[Exercise objective]
Reproduce all the entries precisely.

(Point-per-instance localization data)
★ ★ ★

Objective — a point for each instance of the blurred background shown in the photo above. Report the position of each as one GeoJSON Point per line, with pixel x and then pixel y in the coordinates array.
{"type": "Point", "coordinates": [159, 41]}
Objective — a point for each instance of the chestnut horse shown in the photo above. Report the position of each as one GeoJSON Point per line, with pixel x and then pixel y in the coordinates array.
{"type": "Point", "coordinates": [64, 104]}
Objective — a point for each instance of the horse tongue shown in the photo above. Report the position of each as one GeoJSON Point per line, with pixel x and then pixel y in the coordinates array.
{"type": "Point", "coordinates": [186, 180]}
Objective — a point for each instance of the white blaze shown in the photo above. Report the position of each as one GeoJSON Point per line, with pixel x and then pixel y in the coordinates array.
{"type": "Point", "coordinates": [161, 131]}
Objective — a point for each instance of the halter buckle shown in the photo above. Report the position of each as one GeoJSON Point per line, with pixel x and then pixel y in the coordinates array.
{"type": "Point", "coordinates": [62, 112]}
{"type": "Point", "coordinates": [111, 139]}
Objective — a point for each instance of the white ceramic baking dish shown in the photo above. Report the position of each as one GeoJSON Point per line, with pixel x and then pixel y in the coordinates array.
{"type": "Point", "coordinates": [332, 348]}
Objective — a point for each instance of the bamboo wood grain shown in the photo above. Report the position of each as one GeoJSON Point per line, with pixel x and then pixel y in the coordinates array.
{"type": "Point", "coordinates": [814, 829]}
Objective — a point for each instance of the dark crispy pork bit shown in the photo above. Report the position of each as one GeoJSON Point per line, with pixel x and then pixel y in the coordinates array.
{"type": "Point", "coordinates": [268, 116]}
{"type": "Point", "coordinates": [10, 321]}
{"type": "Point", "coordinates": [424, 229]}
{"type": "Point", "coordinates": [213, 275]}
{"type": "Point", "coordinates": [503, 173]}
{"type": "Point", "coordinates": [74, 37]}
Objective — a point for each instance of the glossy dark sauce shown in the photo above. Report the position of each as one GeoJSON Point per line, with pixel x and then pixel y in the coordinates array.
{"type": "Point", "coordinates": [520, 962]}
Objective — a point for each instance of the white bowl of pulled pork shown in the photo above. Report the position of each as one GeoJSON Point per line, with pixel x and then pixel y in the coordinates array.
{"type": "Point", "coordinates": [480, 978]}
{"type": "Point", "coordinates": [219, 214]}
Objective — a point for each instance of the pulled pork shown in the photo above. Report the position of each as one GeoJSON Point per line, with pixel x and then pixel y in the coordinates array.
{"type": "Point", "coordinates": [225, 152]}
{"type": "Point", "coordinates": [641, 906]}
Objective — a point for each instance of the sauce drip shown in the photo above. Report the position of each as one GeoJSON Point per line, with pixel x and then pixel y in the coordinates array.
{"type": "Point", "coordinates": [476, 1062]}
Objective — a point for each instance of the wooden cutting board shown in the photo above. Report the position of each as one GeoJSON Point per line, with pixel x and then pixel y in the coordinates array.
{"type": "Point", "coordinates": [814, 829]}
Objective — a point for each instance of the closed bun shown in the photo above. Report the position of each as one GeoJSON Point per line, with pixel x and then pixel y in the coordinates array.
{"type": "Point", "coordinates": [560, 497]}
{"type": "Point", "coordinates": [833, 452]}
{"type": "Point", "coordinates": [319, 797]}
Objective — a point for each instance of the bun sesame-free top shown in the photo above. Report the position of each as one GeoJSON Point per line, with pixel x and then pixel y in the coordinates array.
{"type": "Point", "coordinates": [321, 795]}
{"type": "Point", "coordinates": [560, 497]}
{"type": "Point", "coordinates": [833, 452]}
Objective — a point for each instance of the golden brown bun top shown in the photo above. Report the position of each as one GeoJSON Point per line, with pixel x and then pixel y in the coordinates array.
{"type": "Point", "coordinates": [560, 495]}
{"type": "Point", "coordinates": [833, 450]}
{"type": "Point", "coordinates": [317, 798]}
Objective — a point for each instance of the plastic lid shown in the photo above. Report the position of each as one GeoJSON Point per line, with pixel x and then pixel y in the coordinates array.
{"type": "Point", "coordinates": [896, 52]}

★ ★ ★

[Solution]
Objective — a point for each instance of the blurred background shown in the photo above. Report the position of each as one GeoJSON Point per line, with pixel x and then pixel y in the coordinates array.
{"type": "Point", "coordinates": [159, 41]}
Objective — a point for each instance of the chestnut horse shown in the photo above. Report the position of each as one GeoJSON Point per line, with pixel x and then pixel y in the coordinates array.
{"type": "Point", "coordinates": [64, 104]}
Objective — a point for each instance of the horse tongue shown in the photo above. Report the position of each as one GeoJSON Point per line, with pixel x and then pixel y in the coordinates array.
{"type": "Point", "coordinates": [186, 180]}
Objective — a point for each instance of the white blaze shown in the photo above. Report the position of each as one GeoJSON Point per line, with pixel x and then pixel y in the coordinates array.
{"type": "Point", "coordinates": [161, 131]}
Objective — a point for each instance of the halter buckle shown in the photo above. Report the position of each as one GeoJSON Point per line, with pixel x and then pixel y in the coordinates array.
{"type": "Point", "coordinates": [62, 112]}
{"type": "Point", "coordinates": [111, 139]}
Objective — a point for each instance of the white ceramic baking dish shown in the photo above. Report the position of each as one GeoJSON Point per line, with pixel x and then pixel y in the coordinates array.
{"type": "Point", "coordinates": [332, 348]}
Objective — a point for each instance of the bamboo wood grain shown in the photo above. Report the position of each as one GeoJSON Point per line, with pixel x and then pixel y in the coordinates array.
{"type": "Point", "coordinates": [814, 829]}
Objective — a point for each instance of the dark crispy pork bit shown in the photo above. Report the position of each as one GeoJSON Point per line, with pixel x and then pixel y in the coordinates array.
{"type": "Point", "coordinates": [268, 116]}
{"type": "Point", "coordinates": [10, 321]}
{"type": "Point", "coordinates": [424, 229]}
{"type": "Point", "coordinates": [213, 275]}
{"type": "Point", "coordinates": [503, 173]}
{"type": "Point", "coordinates": [74, 37]}
Objective — a point for each instance of the glossy dark sauce shown in the photo above. Report the position of each as one GeoJSON Point per line, with pixel x and then pixel y in the coordinates array.
{"type": "Point", "coordinates": [520, 962]}
Objective — a point for each instance of the white bowl of pulled pork shown in the photo above. Report the position of each as one GeoJSON Point per line, with pixel x and then pixel y in the coordinates array.
{"type": "Point", "coordinates": [480, 978]}
{"type": "Point", "coordinates": [219, 214]}
Objective — a point for each instance of the pulled pork shown in the photo above. Report the position of each as one GeoJSON Point per line, with pixel x and then pixel y in the coordinates array.
{"type": "Point", "coordinates": [225, 152]}
{"type": "Point", "coordinates": [641, 906]}
Objective — a point for each instance of the sauce drip shown in the photo above. Report the position of each as one GeoJSON Point per line, with pixel x and then pixel y in the coordinates array.
{"type": "Point", "coordinates": [476, 1062]}
Objective — a point for each instance of the wooden cutting board shown in the photo above. Report the position of each as one GeoJSON Point per line, with pixel x and then pixel y in the coordinates array.
{"type": "Point", "coordinates": [814, 829]}
Objective — a point for each instance of the closed bun shown in the photo above. Report the position of each as one GeoJSON Point per line, with pixel x and then pixel y in the coordinates array.
{"type": "Point", "coordinates": [560, 497]}
{"type": "Point", "coordinates": [833, 452]}
{"type": "Point", "coordinates": [319, 797]}
Objective — a point for each instance of the bun sesame-free top shown in the photo above. Report the position of each as one GeoJSON Point per line, with pixel x and then pixel y in the coordinates array.
{"type": "Point", "coordinates": [321, 795]}
{"type": "Point", "coordinates": [560, 497]}
{"type": "Point", "coordinates": [833, 452]}
Objective — a point for each instance of the golden brown bun top shown in the photo above. Report the position of each as one GeoJSON Point per line, with pixel x and then pixel y in the coordinates array.
{"type": "Point", "coordinates": [560, 495]}
{"type": "Point", "coordinates": [833, 450]}
{"type": "Point", "coordinates": [317, 798]}
Objective — a point for each instance of the plastic lid shown in the photo above. Report the position of each as one GeoJSON Point per line, with pixel x and then pixel y in the coordinates array.
{"type": "Point", "coordinates": [896, 52]}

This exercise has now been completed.